:: Exercise ::
Your task is to restate exactly the lines from the one holding "Where can you see the man in light" to the end of the entries below, inclusive.
======== Data supplied ========
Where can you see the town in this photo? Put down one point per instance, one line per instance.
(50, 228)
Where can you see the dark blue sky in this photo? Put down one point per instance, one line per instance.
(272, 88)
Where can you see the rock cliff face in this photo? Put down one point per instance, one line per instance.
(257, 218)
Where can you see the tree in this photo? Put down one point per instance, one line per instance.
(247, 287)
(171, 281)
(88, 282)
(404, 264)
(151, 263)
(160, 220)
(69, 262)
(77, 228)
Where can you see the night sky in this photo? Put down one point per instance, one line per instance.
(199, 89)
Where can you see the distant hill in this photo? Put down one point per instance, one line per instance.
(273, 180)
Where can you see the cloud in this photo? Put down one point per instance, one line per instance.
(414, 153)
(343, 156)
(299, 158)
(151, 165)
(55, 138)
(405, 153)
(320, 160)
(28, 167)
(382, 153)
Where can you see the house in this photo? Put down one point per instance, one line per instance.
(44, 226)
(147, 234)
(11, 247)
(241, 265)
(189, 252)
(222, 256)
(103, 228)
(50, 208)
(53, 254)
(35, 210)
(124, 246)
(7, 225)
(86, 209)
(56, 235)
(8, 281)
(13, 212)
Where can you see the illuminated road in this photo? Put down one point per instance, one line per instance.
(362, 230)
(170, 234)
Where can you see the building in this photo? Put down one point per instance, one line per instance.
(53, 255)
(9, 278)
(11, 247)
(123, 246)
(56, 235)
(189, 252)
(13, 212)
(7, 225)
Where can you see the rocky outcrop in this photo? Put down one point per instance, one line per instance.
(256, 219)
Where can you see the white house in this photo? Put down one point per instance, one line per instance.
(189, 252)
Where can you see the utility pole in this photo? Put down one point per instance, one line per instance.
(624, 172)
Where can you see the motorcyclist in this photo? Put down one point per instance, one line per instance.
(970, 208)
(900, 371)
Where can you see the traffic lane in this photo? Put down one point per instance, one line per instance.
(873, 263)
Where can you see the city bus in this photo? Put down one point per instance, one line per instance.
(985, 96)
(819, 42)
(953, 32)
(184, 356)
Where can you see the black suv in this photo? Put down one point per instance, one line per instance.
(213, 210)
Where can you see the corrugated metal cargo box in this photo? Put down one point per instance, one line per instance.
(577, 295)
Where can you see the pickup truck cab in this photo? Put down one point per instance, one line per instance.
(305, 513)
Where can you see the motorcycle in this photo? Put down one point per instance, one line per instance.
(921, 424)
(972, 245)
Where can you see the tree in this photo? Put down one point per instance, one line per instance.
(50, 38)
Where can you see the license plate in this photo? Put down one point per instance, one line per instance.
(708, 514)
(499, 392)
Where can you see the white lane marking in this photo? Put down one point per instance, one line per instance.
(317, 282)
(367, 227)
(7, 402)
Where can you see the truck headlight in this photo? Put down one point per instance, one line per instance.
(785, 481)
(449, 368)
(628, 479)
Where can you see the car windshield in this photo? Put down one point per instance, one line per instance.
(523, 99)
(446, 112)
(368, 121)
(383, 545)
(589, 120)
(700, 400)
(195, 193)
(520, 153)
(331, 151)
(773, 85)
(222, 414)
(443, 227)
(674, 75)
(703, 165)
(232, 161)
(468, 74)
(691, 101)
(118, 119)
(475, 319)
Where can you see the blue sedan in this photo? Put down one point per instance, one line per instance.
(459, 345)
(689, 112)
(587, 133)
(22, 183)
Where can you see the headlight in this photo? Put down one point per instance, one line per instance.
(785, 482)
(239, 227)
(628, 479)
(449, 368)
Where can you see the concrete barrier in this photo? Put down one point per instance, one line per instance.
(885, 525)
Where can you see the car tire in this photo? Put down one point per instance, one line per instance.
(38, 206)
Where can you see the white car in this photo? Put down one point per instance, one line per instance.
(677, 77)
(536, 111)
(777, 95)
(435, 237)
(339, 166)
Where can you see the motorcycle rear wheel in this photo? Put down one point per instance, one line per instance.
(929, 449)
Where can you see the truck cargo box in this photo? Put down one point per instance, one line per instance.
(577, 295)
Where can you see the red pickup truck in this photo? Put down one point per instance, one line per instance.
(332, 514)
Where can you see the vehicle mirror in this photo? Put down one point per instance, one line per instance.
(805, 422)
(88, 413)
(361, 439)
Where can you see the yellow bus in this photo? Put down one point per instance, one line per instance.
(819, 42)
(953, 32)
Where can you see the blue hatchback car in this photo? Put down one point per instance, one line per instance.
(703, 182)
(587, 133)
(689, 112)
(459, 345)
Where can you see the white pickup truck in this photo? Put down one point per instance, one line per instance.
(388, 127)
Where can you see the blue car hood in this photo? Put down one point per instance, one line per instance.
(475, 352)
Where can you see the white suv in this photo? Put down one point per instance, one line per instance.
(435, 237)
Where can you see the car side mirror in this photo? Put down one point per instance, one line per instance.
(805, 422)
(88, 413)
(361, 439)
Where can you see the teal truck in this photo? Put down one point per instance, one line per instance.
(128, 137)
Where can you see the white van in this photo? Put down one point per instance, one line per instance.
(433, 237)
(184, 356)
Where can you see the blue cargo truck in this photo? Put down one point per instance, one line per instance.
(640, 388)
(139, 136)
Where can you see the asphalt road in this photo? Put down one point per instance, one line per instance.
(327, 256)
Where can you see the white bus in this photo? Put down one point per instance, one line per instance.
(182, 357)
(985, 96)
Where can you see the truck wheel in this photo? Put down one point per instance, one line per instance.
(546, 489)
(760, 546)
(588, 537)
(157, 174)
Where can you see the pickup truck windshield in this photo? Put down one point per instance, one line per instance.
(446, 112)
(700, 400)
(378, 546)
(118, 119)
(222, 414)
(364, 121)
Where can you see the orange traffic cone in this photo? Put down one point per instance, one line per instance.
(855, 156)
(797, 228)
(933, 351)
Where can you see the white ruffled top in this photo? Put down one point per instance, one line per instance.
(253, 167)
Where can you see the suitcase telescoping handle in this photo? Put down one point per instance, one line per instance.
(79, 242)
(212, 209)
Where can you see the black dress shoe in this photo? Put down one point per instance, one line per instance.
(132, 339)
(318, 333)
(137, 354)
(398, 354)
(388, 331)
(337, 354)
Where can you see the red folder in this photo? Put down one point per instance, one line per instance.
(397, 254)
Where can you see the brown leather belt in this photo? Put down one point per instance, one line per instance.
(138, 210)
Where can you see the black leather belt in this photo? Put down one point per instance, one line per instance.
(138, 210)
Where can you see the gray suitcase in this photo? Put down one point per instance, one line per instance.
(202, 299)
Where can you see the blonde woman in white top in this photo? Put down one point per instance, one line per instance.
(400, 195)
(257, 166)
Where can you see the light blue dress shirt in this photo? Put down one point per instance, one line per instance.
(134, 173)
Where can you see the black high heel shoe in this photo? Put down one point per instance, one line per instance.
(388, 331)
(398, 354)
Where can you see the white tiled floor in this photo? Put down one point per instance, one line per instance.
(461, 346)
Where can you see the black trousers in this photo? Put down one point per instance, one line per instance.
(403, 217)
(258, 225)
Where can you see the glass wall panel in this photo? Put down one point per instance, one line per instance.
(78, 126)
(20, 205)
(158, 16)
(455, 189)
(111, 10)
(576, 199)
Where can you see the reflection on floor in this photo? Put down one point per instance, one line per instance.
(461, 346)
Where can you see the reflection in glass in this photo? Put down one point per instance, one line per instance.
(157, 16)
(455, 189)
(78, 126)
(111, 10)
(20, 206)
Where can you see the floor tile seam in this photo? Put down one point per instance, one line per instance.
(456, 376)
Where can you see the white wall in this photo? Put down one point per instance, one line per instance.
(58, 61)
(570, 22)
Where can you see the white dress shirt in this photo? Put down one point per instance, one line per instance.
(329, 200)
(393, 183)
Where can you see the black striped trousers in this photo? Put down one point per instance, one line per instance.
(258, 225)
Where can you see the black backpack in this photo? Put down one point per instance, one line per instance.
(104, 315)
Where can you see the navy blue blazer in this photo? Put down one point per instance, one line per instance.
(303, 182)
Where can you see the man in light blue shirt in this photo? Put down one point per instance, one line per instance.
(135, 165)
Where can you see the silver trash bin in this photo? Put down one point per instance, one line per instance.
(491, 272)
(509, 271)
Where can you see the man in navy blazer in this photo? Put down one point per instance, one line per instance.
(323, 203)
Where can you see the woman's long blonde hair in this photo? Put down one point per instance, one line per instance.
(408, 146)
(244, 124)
========
:: Result below ::
Where can you see the man in light blue shirt in this photo? Put down one point per instance, one line per instance.
(135, 165)
Where can you see the silver trash bin in this photo? Put down one point per instance, one line per instance.
(491, 272)
(509, 271)
Where can you see the man in navy blazer in this photo? Put down one point per instance, one line per instance.
(323, 203)
Where can you see the woman's long blonde hair in this photo? Put down one point per instance, one line per instance.
(408, 146)
(244, 124)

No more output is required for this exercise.